» **Challenges**
1 > Answer these questions about the article on autonomous vehicle testing in California:
(a) How many annual reports were submitted to the DMV?
(b) How many permit holders reported that they did not test autonomous vehicles on California public roads?
(c) By what date will the six companies that received a permit in 2019 submit their first report?
2 > Render the stretch of the listing from its first line through the line containing "[(380, 249), (331, 248)]" as a Markdown table with the columns Row and Line, omitting blank lines.

» **Reading text**
○ ○ ○

Companies with a permit to test autonomous vehicles in California with a safety driver reported their technologies drove nearly 2.9 million miles during the most recent reporting period, according to disengagement reports recently submitted to the Department of Motor Vehicles (DMV).
The 60 annual reports submitted to the DMV summarize the disengagements reported during testing and reveal test vehicles traveled approximately 2.88 million miles in autonomous mode on California’s public roads during the reporting period – an increase of more than 800,000 miles from the previous reporting cycle.
The reports include the total number of disengagements, the circumstances or testing conditions, the location, and the total miles traveled in autonomous mode on public roads for each permit holder. Disengagements can occur when a failure of the technology is detected or when the safety driver needs to take control of the vehicle. The reports provide insights on a company’s testing activities in California but are not intended to compare one company with another or reach broad conclusions on technological capabilities.
Twenty-four permit holders reported they did not test autonomous vehicles on California public roads. Two companies failed to file the annual report and were subject to permit revocation following a 15-day written notice from the DMV. Effective today, the DMV has revoked their testing permits.
Under California’s current regulations, companies are not required to report testing on private roads/test tracks, testing that occurs out of state, testing below SAE Level 3 or testing done in simulation. The regulations require submitting an annual report to the DMV every January 1. The first report a company provides covers the period from when the permit was issued to November 30 of the following year. Subsequent reports provide details from December 1 to November 30 of each year.
Currently, 64 companies have valid permits to test autonomous vehicles with a safety driver on California public roadways. One company has a permit for driverless testing. All active permit holders that received authorization prior to 2019 were required to submit a disengagement report by January 1, 2020. Six companies that received a permit in 2019 will submit their first report by January 1, 2021.
QUESTION: Would you feel safe driving in an autonomous vehicle?
Perhaps in a next life, not in this one.
Work around people who write code for complex industrial control for a production line capable of over 6,000 feet per minute. There a couple I wouldn’t trust to automate a flush toilet.
I agree, but I’m curious what kind of production line runs at over 100 ft/sec or ~68 MPH.

○ ○ ○

» **Information shown**

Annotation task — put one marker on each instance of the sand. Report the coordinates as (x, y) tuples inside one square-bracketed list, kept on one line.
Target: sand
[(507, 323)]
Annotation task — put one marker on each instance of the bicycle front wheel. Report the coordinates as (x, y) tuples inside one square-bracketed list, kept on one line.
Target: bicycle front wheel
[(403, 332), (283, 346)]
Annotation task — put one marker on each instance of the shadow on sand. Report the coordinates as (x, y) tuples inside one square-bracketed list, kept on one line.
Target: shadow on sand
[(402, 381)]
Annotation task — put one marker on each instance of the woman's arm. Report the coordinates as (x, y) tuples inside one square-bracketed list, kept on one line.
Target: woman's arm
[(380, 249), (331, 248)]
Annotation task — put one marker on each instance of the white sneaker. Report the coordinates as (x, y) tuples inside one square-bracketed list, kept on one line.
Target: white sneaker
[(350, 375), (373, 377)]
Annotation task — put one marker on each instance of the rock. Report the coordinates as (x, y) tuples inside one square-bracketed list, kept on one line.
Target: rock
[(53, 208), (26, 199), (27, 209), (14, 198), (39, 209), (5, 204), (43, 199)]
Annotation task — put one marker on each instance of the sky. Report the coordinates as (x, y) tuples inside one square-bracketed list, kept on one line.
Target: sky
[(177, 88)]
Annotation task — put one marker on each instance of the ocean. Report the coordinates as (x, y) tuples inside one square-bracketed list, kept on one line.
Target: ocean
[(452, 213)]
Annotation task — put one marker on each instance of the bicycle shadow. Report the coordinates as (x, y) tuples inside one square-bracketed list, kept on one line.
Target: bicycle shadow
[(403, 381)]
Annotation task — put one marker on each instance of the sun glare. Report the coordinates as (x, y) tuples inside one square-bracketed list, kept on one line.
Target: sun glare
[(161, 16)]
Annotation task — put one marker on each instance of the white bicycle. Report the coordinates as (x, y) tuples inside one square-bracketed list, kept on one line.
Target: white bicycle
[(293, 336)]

○ ○ ○

» **Answers to the exercises**
1 >
(a) 60 annual reports.
(b) Twenty-four permit holders.
(c) By January 1, 2021.

2 >
| Row | Line |
|---|---|
| 1 | Annotation task — put one marker on each instance of the sand. Report the coordinates as (x, y) tuples inside one square-bracketed list, kept on one line. |
| 2 | Target: sand |
| 3 | [(507, 323)] |
| 4 | Annotation task — put one marker on each instance of the bicycle front wheel. Report the coordinates as (x, y) tuples inside one square-bracketed list, kept on one line. |
| 5 | Target: bicycle front wheel |
| 6 | [(403, 332), (283, 346)] |
| 7 | Annotation task — put one marker on each instance of the shadow on sand. Report the coordinates as (x, y) tuples inside one square-bracketed list, kept on one line. |
| 8 | Target: shadow on sand |
| 9 | [(402, 381)] |
| 10 | Annotation task — put one marker on each instance of the woman's arm. Report the coordinates as (x, y) tuples inside one square-bracketed list, kept on one line. |
| 11 | Target: woman's arm |
| 12 | [(380, 249), (331, 248)] |